WORK TO COMPLETE: In the entries below, find each line with the word "wooden" and pull it out.

MATERIAL TO PROCESS:
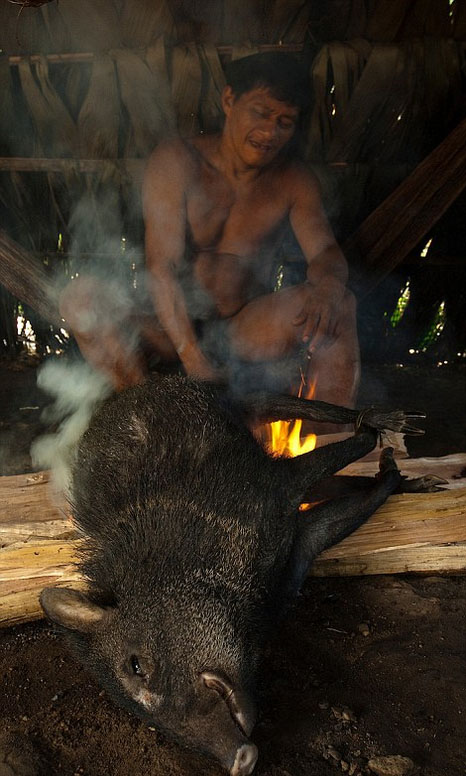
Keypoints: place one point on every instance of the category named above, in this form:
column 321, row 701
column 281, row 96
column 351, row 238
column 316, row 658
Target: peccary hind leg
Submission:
column 329, row 523
column 268, row 407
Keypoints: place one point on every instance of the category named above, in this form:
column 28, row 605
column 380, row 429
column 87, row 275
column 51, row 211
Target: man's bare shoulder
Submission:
column 300, row 180
column 175, row 157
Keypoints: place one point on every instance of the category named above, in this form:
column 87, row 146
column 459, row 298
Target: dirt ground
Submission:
column 362, row 667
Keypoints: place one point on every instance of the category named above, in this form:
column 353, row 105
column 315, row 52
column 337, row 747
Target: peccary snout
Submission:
column 194, row 545
column 245, row 760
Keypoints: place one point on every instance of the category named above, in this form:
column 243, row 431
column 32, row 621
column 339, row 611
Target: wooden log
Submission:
column 25, row 277
column 411, row 532
column 394, row 228
column 85, row 57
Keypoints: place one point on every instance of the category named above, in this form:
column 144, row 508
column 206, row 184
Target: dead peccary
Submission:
column 195, row 546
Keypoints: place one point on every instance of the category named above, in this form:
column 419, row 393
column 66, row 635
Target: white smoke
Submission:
column 76, row 389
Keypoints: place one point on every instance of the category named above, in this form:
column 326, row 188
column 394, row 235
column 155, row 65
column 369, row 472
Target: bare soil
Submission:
column 362, row 667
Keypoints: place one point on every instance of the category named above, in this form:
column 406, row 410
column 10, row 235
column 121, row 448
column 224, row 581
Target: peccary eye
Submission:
column 136, row 666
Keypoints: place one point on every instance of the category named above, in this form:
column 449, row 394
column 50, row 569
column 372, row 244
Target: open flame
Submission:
column 283, row 437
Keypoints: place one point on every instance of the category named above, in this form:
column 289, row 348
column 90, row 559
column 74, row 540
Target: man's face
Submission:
column 257, row 125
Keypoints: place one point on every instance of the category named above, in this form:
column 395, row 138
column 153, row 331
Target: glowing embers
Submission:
column 283, row 437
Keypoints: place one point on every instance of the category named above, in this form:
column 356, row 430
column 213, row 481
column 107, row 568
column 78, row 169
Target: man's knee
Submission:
column 349, row 305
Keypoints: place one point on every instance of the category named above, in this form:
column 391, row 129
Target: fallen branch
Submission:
column 411, row 532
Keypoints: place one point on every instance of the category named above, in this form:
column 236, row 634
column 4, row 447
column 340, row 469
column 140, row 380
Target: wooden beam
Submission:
column 88, row 56
column 25, row 277
column 394, row 228
column 411, row 532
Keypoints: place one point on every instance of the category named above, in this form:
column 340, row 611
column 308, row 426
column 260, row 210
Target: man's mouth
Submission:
column 263, row 147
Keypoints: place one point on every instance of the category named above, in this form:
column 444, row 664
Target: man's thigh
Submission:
column 264, row 328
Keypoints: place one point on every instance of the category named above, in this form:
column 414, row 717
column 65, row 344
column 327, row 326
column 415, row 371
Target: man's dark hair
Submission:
column 282, row 74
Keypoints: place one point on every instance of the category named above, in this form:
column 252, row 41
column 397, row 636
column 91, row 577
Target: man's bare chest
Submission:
column 238, row 219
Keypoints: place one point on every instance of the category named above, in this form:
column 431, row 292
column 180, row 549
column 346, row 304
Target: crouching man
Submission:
column 216, row 207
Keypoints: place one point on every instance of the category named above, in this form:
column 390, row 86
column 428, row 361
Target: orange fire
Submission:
column 283, row 437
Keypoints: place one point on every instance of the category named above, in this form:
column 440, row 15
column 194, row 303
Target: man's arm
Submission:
column 164, row 206
column 327, row 270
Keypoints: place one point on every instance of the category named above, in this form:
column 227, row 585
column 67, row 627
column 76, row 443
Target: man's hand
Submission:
column 197, row 365
column 319, row 313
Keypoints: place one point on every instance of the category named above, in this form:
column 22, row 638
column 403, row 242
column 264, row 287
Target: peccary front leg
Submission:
column 329, row 523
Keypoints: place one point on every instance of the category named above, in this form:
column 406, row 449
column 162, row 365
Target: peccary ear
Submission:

EXERCISE OUTPUT:
Target: wooden log
Target: wooden beam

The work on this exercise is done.